▶ [Exercise prompt]
Word for word, copy all the data and drop the pictures.

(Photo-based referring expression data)
= = = = =

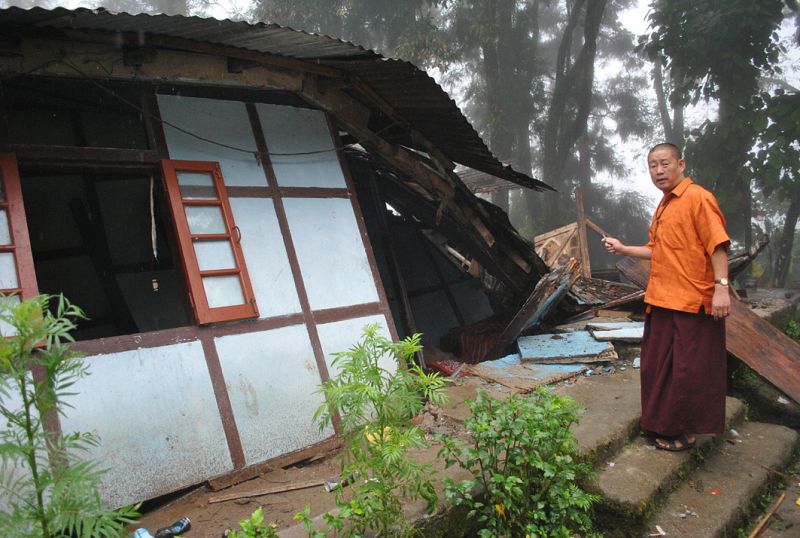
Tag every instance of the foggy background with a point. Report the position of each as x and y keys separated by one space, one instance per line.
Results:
x=575 y=91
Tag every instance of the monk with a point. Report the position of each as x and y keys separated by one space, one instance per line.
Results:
x=684 y=358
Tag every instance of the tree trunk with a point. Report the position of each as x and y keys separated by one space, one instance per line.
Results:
x=571 y=101
x=784 y=257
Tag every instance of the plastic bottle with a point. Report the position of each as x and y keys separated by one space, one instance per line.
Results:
x=179 y=527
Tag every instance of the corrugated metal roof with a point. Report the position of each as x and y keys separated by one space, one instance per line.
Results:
x=411 y=92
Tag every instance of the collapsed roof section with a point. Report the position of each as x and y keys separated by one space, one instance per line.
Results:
x=406 y=106
x=411 y=132
x=506 y=265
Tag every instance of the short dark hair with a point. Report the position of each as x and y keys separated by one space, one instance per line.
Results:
x=675 y=149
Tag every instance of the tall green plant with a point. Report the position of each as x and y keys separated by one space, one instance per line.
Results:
x=374 y=406
x=524 y=460
x=48 y=488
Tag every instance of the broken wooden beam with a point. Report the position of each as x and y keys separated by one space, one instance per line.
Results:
x=264 y=490
x=749 y=338
x=548 y=292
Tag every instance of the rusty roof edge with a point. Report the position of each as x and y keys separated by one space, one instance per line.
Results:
x=505 y=171
x=101 y=19
x=61 y=13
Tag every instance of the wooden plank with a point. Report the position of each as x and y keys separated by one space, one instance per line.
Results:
x=627 y=299
x=583 y=245
x=568 y=348
x=624 y=334
x=749 y=338
x=613 y=325
x=321 y=449
x=265 y=490
x=548 y=292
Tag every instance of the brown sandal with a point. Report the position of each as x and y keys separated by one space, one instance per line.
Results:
x=675 y=444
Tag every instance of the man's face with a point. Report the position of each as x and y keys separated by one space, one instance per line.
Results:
x=666 y=170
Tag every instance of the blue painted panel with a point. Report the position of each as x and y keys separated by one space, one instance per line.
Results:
x=558 y=346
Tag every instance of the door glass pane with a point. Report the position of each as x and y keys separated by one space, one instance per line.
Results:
x=8 y=271
x=213 y=255
x=223 y=291
x=205 y=220
x=5 y=234
x=197 y=186
x=5 y=328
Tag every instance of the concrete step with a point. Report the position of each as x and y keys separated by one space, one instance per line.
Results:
x=613 y=410
x=716 y=499
x=634 y=480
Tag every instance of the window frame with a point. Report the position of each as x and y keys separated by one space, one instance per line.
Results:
x=203 y=312
x=20 y=245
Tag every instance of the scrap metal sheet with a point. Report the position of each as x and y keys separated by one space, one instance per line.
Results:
x=575 y=347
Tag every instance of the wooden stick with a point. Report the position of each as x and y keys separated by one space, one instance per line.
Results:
x=770 y=469
x=595 y=227
x=264 y=491
x=764 y=520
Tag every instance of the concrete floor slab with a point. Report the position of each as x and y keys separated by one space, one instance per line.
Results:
x=712 y=504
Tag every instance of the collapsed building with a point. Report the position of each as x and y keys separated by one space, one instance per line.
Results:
x=230 y=204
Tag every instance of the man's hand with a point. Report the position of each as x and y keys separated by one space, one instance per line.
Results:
x=614 y=246
x=721 y=302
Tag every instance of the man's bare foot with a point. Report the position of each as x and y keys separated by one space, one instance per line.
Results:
x=676 y=444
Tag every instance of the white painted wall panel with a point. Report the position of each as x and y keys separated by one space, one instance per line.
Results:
x=157 y=418
x=272 y=379
x=300 y=131
x=342 y=335
x=332 y=257
x=266 y=258
x=226 y=122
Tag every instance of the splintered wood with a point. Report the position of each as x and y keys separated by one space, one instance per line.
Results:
x=547 y=294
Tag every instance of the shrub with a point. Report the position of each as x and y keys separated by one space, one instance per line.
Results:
x=254 y=527
x=524 y=460
x=48 y=488
x=374 y=406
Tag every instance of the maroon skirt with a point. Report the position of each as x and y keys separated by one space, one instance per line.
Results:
x=683 y=373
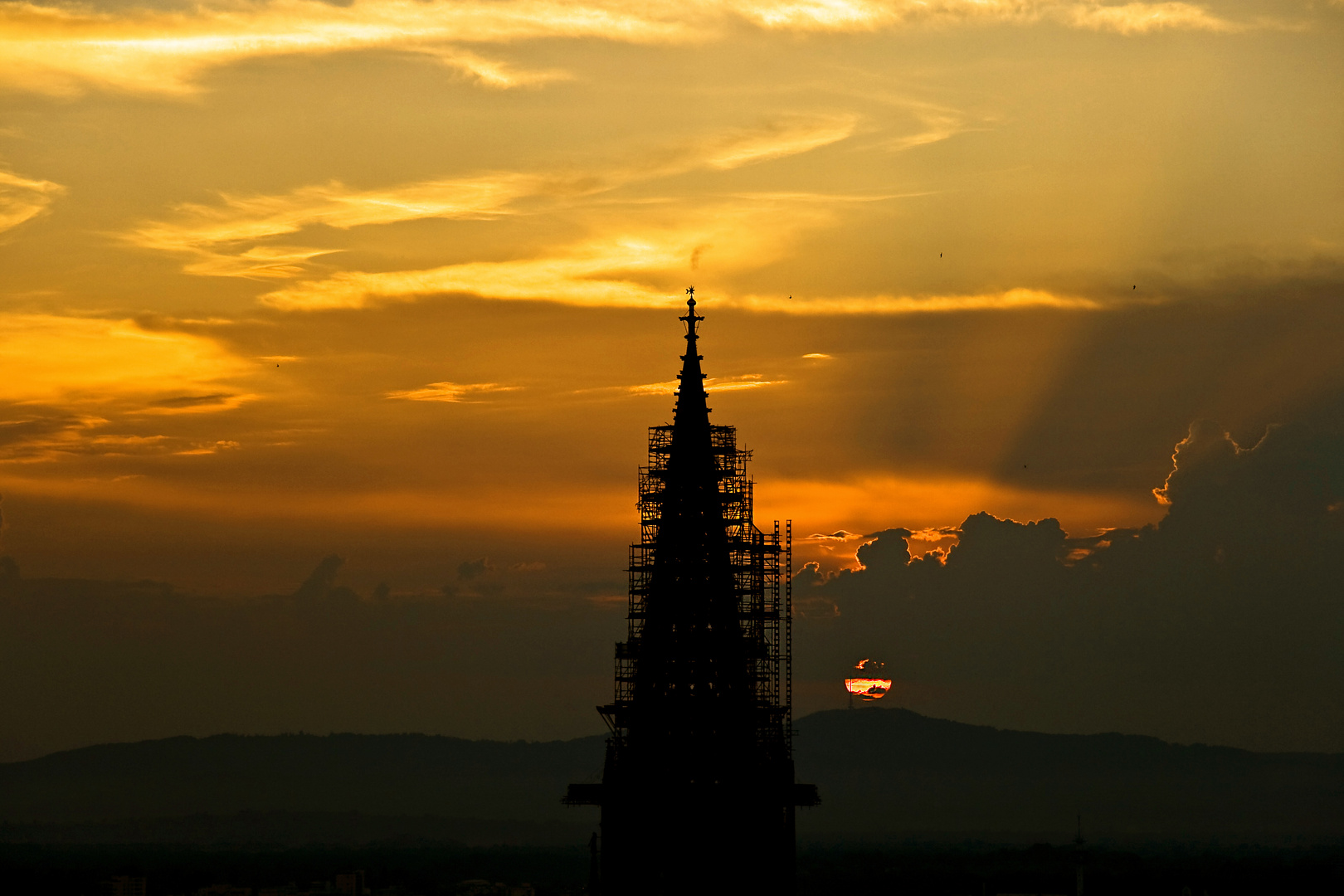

= = = = =

▶ [Solution]
Tag every instance of the foggy background with a point. Report the position of each as x and y keys separated by one space, one instance per line.
Results:
x=575 y=91
Tag every instance of the monk with a point. Report the position of each as x and y keys separated by one space, one instance per line.
Results:
x=684 y=358
Tag every instance of the tree trunk with a point. Report the position of each as x and y keys separated by one space, one instance per line.
Results:
x=571 y=101
x=784 y=257
Tag every instance of the plastic bottle with a point. Report the position of each as x and y keys separated by one space, one instance per line.
Results:
x=179 y=527
Tag every instance of the corrugated metal roof with a point. Report the position of each as x and y keys separated by one space, one instance per line.
Results:
x=411 y=92
Tag every instance of the collapsed roof section with a point. Report the position of each as x and y keys separated by one space, one instance per line.
Results:
x=406 y=106
x=411 y=132
x=506 y=265
Tag every instance of the short dark hair with a point. Report the position of each as x and y keys separated by one space, one instance per line.
Results:
x=675 y=149
Tag every instance of the tall green plant with a point. Report the position of each as x and y keys separated by one space, one instance per line.
Results:
x=374 y=406
x=524 y=460
x=48 y=488
Tag every instance of the broken wooden beam with a point. Report the position of each as x and y keys separated by one space, one instance per line.
Results:
x=264 y=490
x=749 y=338
x=548 y=292
Tag every instance of the rusty roof edge with a point. Report the position of each as x and y keys separated by one space, one instance per line.
Results:
x=505 y=171
x=101 y=19
x=61 y=13
Tag every instance of the wooden plank with a point. Report the position of each as x and y keys separated by one space, one instance per line.
Results:
x=627 y=299
x=583 y=245
x=568 y=348
x=624 y=334
x=749 y=338
x=613 y=325
x=321 y=449
x=265 y=490
x=548 y=292
Tag every instance of the brown sandal with a point. Report the position of each as x and y keys separated by one space, one instance per line.
Results:
x=675 y=444
Tag every instance of the man's face with a point. Report the position of each as x and y keys separated by one space, one instance per line.
Results:
x=666 y=170
Tag every instance of the blue painted panel with a point. Report the position of each as x and y keys separated by one space, one instance per line.
Results:
x=558 y=346
Tag every instance of the door glass pane with a point. Report the position of each as x and y keys separated by one space, one instance per line.
Results:
x=8 y=271
x=213 y=255
x=223 y=291
x=205 y=220
x=5 y=234
x=197 y=186
x=5 y=328
Tag every instance of the concrete step with a point. Report the position of each as x and y keys separated by one space, one instance per line.
Results:
x=613 y=410
x=716 y=499
x=634 y=480
Tag every instance of the window frame with a point. Report the position of each as x and y keys separated by one space, one instance per line.
Results:
x=203 y=312
x=20 y=245
Tag every instance of the scrap metal sheet with a point. Report the position of each as x and y keys separated by one space, one instance per line.
Results:
x=575 y=347
Tag every instance of the wooden stick with a point. Report the position of each as x and y keys separated by one space, one instance per line.
Results:
x=770 y=469
x=595 y=227
x=264 y=491
x=764 y=520
Tag every instance of the concrete floor slab with a point. Report the position of each as x and y keys separated by one space, one instance per line.
Results:
x=712 y=504
Tag every instance of the collapsed building with a point. Report the position of each as x and y keys separated by one space, one instance per line.
Results:
x=230 y=204
Tag every instance of the man's hand with a point. Report the position of each as x and y keys separated by one space, one instance per line.
Results:
x=614 y=246
x=721 y=302
Tag every instance of the man's bare foot with a point. Report the position of each as x and y keys separated by one space, one instance per line.
Results:
x=676 y=444
Tag every instance of the white painted wall panel with a point. Report the position of each as x and y keys separated by one space, one instance per line.
Results:
x=157 y=418
x=272 y=379
x=300 y=131
x=342 y=335
x=332 y=257
x=266 y=258
x=226 y=122
Tag every instance of the splintered wood with a point. Report the position of each as x and y keys separated by one space, one instance per line.
Results:
x=547 y=294
Tag every instance of the shrub with a point. Report the position of each as x and y keys separated by one space, one instance per line.
Results:
x=254 y=527
x=524 y=460
x=48 y=488
x=374 y=406
Tag every instance of the maroon skirt with a point. Report the position of each as x and y keys separated by one space, one instance per line.
Results:
x=683 y=373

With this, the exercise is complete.